**Exercise brief**
All of the records listed below should be retyped exactly.

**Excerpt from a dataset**
★ ★ ★ ★

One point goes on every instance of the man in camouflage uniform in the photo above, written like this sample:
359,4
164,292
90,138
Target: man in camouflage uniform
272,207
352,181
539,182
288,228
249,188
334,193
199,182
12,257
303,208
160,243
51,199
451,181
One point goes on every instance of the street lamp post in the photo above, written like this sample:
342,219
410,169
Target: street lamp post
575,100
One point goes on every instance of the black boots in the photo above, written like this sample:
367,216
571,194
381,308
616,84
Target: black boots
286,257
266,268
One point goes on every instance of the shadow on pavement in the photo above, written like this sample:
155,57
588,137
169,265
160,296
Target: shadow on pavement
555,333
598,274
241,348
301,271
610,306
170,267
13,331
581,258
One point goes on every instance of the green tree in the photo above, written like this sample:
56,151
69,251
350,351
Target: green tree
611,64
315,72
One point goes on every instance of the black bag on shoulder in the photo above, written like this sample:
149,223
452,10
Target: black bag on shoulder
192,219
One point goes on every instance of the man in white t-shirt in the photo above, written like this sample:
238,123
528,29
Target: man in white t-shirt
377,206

★ ★ ★ ★

**Completed exercise**
One point goes on every instance of the man in camouflage uniform in the photo above, written like this sample:
359,4
164,292
90,138
Target: man in camouflage uniform
272,207
352,181
539,182
288,228
249,188
334,193
199,182
12,257
303,208
160,243
51,199
451,181
One point goes on every instance of the street lamp post in the photo above, written like this sample:
342,219
410,169
Target: street lamp post
575,100
One point goes on every instance of the black boots in the photo above, written like this sample:
367,216
571,194
381,308
616,84
Target: black boots
286,257
266,268
One point goes on every instance of the shadow on pavement in the photo above, written like this sample:
155,57
588,137
169,265
160,296
Target: shadow on pavement
555,333
598,274
241,348
301,271
610,306
170,267
13,331
581,258
One point goes on every instance of the green tree in the photo above, written like this sample:
56,151
69,251
350,351
Target: green tree
611,64
315,72
One point goes on every instance of the black bag on shoulder in the photo above, written like this sample:
149,223
452,10
Target: black bag on shoulder
192,219
One point goes on every instance of the man in white t-shirt in the photo above, written like this sample:
238,123
528,29
Target: man in white t-shirt
377,206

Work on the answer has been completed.